WHAT IS REQUIRED: Collect every line below that contains the word "shovel", and copy each one out. Case counts.

PROVIDED MATERIAL:
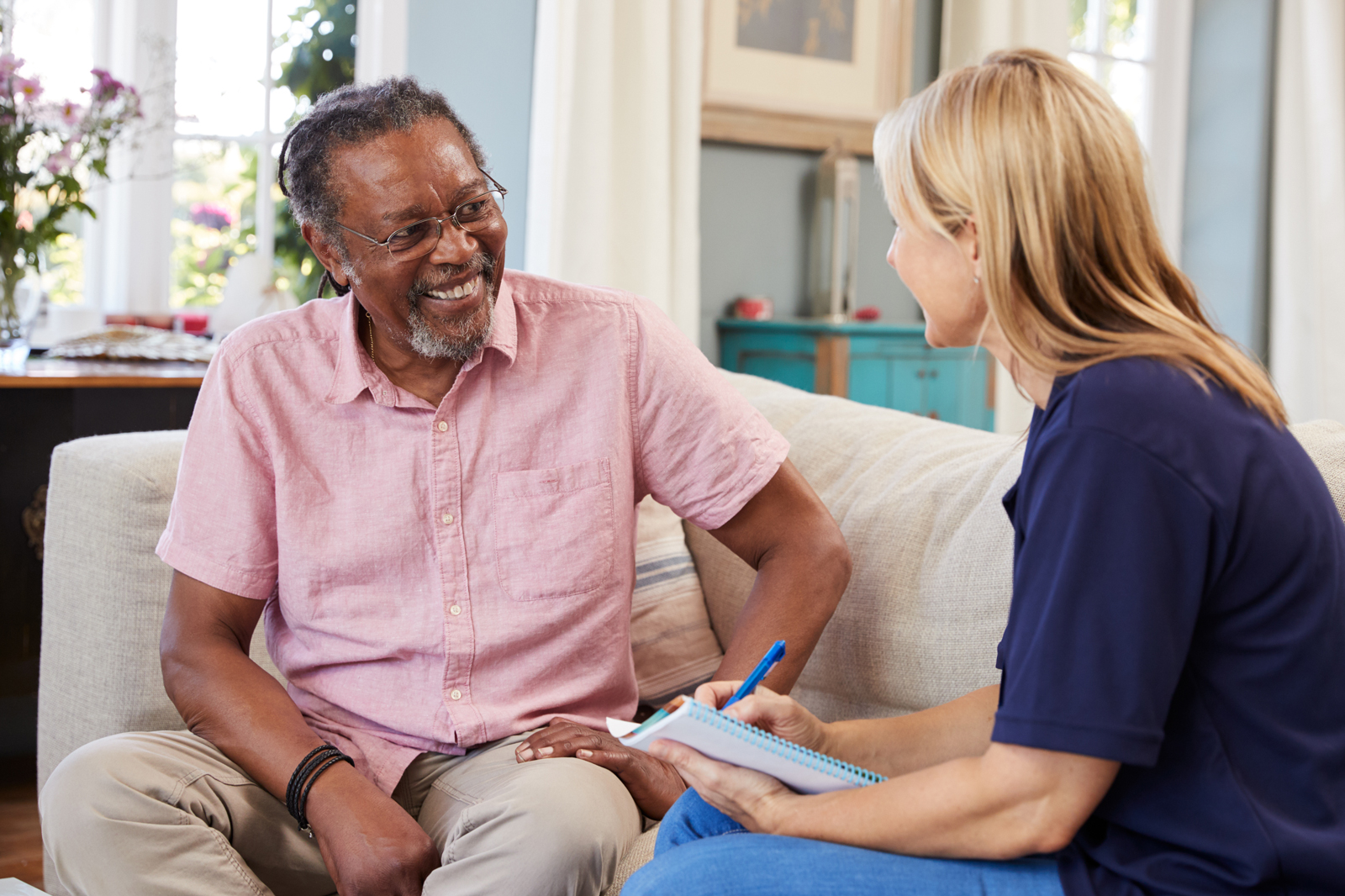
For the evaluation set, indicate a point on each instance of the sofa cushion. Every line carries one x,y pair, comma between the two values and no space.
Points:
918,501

==

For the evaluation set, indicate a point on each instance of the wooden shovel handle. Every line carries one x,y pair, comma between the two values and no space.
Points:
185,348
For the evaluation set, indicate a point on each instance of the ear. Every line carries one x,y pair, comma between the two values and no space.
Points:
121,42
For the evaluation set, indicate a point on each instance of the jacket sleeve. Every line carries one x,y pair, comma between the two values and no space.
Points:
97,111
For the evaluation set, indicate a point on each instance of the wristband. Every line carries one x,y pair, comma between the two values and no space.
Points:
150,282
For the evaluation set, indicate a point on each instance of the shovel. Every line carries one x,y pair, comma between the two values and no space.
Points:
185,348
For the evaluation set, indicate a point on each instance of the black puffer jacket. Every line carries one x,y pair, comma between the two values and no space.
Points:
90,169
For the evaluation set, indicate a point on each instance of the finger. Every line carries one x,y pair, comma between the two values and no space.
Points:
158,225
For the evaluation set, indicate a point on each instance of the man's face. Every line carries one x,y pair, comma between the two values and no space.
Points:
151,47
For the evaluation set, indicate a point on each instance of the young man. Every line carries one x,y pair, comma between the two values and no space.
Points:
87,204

* * *

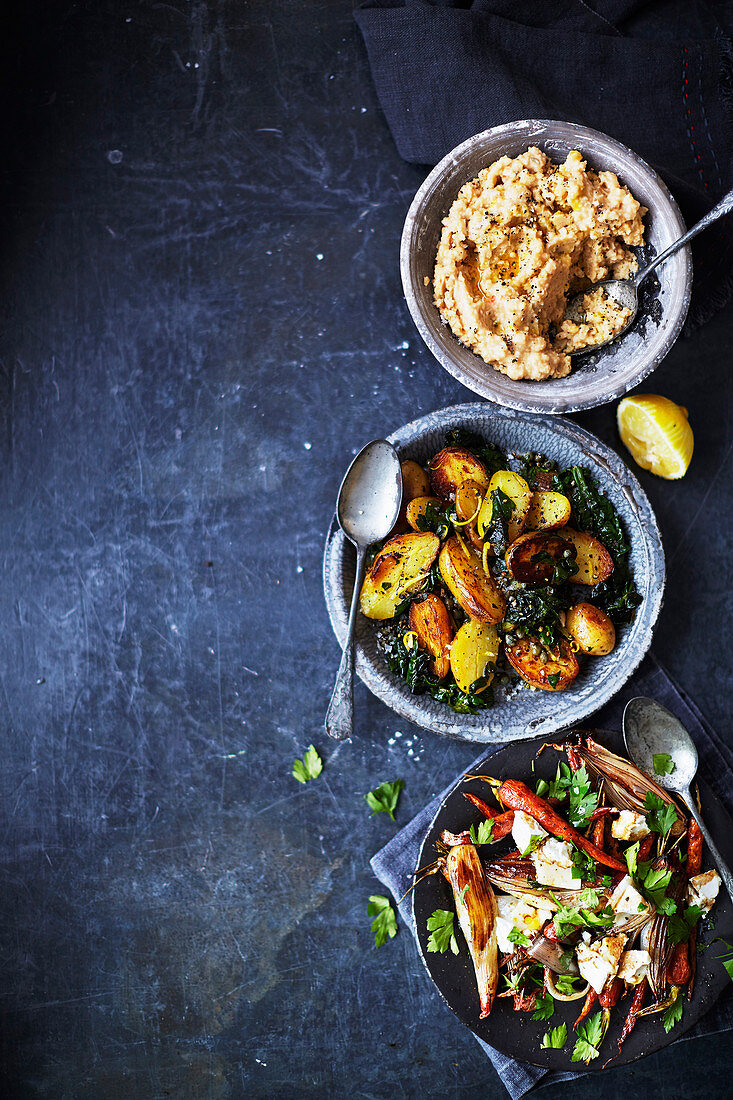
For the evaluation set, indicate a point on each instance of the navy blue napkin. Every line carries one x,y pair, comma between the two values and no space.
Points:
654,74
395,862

OUTPUT FOR THIS EXERCISE:
For the evaluation set, indicate a point on each instance of the wooden shovel handle. Every line carries one x,y pair, comma between the two values and no space.
For the evaluation set, indicate a point on each instance of the shovel. Every line carries one x,y pair, comma between the two values and no space.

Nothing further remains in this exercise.